Task statement: Rewrite the material below with every occurrence of "wooden plank wall" changed to "timber board wall", leaving everything else unchanged.

Point placement records:
________________________

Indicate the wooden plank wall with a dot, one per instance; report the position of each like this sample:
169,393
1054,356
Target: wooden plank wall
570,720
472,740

________________________

Written response:
Indicate the timber board wall with a dot, one per instance; report the position of each like this sample:
169,393
1054,356
Target: timber board wall
570,720
472,740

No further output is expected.